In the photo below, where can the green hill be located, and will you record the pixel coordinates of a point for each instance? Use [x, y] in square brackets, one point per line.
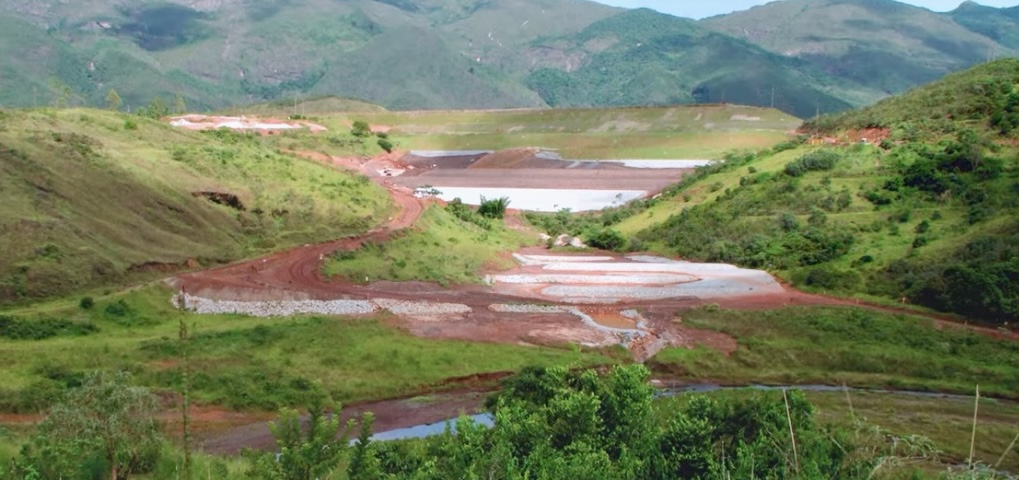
[927, 216]
[801, 56]
[91, 198]
[1000, 24]
[881, 46]
[645, 57]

----------------

### Requirements:
Could you reproduce all of the data above, requests included, with every pixel coordinate in the answers scaled by 0.55 and rounded to a whole number, halves rounded up? Leave the pictures out of your reply.

### Exercise response:
In the photo below, where can the green hill be located, and will you record the pixel coordinates of a point for each instance? Use [x, y] in square brackets, one point per line.
[510, 119]
[441, 31]
[50, 109]
[550, 13]
[485, 25]
[355, 31]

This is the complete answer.